Przepisz słowo w słowo wszystko z tekstu o rencie planistycznej, od słów „Czy tylko nieporadność legislacyjna? fot.” w dół aż do słów „one niemały niepokój.”.

Tekst strony:
• • •

Czy tylko nieporadność legislacyjna?

Czy tylko nieporadność legislacyjna? fot. canva

Od dawna wiadomo, że obowiązujący obecnie system renty planistycznej jest dysfunkcjonalny, gdyż umożliwia bardzo łatwe uniknięcie jej uiszczenia. W konsekwencji nawet gminy, które zmieniają całkowicie swoje oblicze – z  rolniczego na mieszkaniowy – nie mają z jej tytułu znaczących dochodów. To bezpośrednio prowadzi do naruszenia zasady sprawiedliwości. Korzyści płynące z urbanizacji są prywatyzowane, zaś jej koszty – uspołeczniane. Przy okazji planowanych zmian w systemie planowania przestrzennego zaproponowane zostały zmiany – ale budzą one niemały niepokój.

Na wstępie krótkie przypomnienie dotyczące pojęcia renty planistycznej. Wartość nieruchomości gruntowej jest uzależniona od jej przeznaczenia – ustalanym co do zasady w planie zagospodarowania przestrzennego. Jeśli są to tereny wyłączone z zabudowy, np. przeznaczone pod uprawy rolne, albo tereny leśne mają znacznie niższą wartość niż tereny przewidziane pod zabudowę. Oznacza to, ze uchwalenie miejscowego planu zagospodarowania przestrzennego może spowodować skokowy wzrost wartości. Renta planistyczna jest określoną częścią tego wzrostu wartości – płaconą na rzecz gminy. Ma to sens nie tylko fiskalny. Przeznaczenie gruntów pod zabudowę pociąga za sobą zobowiązania gminy – chociażby w zakresie wybudowania niezbędnej infrastruktury technicznej i dróg, a w dalszej perspektywie – obiektów infrastruktury społecznej, takich jak np. szkoły. Renta planistyczna ma zatem przeciwdziałać sytuacji, w której właściciele gruntów objętych miejscowymi planami zagospodarowania uzyskują znaczące korzyści majątkowe i nie partycypują w żaden sposób w kosztach, które były konsekwencją tego samego planu zagospodarowania.

• • •

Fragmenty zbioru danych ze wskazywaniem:
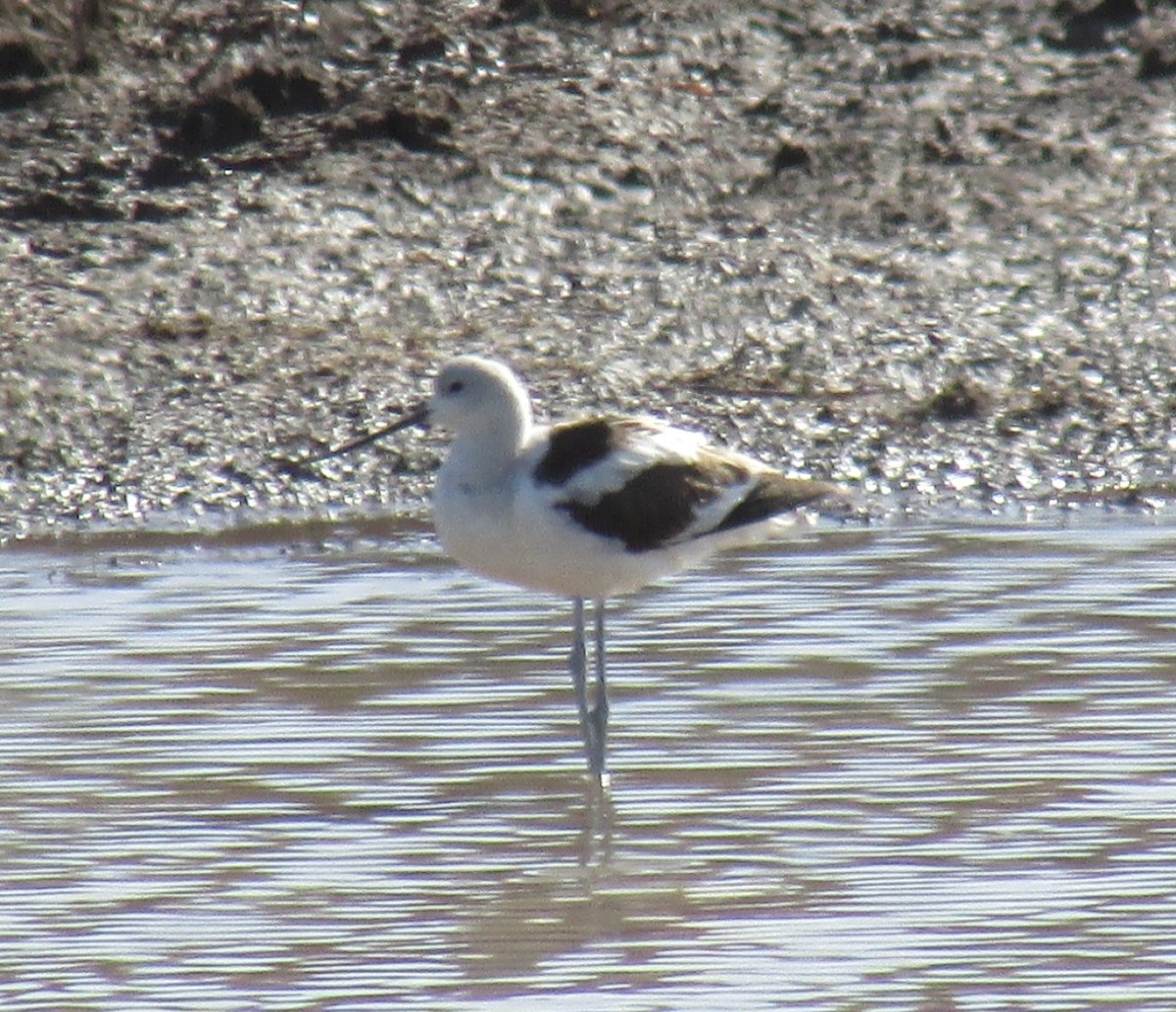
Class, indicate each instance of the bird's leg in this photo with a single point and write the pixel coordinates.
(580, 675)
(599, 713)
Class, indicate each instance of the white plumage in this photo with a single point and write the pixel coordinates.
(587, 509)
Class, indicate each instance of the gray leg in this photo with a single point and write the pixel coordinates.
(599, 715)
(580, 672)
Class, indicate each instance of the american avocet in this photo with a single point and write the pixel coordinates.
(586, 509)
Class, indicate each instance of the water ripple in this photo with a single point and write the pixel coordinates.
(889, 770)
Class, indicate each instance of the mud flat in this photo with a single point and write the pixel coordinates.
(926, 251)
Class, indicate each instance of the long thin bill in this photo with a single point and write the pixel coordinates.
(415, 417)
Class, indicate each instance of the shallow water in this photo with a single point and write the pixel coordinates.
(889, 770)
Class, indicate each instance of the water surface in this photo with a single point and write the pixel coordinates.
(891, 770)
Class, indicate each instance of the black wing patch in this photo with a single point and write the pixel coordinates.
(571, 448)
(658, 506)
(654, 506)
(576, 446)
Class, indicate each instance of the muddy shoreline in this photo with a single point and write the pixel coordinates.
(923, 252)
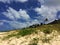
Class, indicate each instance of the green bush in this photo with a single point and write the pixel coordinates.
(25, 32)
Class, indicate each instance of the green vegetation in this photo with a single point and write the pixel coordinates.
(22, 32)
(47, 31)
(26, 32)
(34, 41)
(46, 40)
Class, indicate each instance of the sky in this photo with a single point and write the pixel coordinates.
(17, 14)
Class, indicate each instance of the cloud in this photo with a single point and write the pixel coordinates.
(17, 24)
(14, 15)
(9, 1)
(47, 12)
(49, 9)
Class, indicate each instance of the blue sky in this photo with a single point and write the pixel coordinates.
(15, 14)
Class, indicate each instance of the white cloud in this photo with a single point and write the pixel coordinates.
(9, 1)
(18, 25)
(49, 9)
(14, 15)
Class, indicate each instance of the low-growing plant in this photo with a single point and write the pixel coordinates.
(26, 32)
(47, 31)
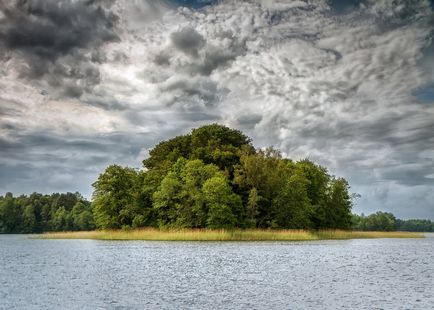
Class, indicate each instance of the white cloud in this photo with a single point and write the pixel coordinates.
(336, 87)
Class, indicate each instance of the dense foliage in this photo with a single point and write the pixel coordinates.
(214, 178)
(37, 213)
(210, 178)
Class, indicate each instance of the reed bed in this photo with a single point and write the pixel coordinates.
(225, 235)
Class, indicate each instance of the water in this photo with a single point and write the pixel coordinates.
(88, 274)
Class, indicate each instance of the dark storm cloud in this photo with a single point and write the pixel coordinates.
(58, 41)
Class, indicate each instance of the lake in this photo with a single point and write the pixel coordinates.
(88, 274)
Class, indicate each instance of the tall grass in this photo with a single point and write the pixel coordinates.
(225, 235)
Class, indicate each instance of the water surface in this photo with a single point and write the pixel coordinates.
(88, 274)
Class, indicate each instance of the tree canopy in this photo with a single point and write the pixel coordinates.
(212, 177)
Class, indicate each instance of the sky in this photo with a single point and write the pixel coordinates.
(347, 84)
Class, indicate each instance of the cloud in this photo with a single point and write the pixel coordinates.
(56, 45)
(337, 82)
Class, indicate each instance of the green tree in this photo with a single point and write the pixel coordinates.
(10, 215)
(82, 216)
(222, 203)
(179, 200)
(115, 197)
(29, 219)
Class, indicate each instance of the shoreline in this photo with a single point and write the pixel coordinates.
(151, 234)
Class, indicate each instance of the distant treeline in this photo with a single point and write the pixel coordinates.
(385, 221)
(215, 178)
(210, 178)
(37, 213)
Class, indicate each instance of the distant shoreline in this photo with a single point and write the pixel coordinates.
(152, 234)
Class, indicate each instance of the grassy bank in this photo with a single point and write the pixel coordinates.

• • •

Odpowiedź:
Czy tylko nieporadność legislacyjna? fot. canva

Od dawna wiadomo, że obowiązujący obecnie system renty planistycznej jest dysfunkcjonalny, gdyż umożliwia bardzo łatwe uniknięcie jej uiszczenia. W konsekwencji nawet gminy, które zmieniają całkowicie swoje oblicze – z  rolniczego na mieszkaniowy – nie mają z jej tytułu znaczących dochodów. To bezpośrednio prowadzi do naruszenia zasady sprawiedliwości. Korzyści płynące z urbanizacji są prywatyzowane, zaś jej koszty – uspołeczniane. Przy okazji planowanych zmian w systemie planowania przestrzennego zaproponowane zostały zmiany – ale budzą one niemały niepokój.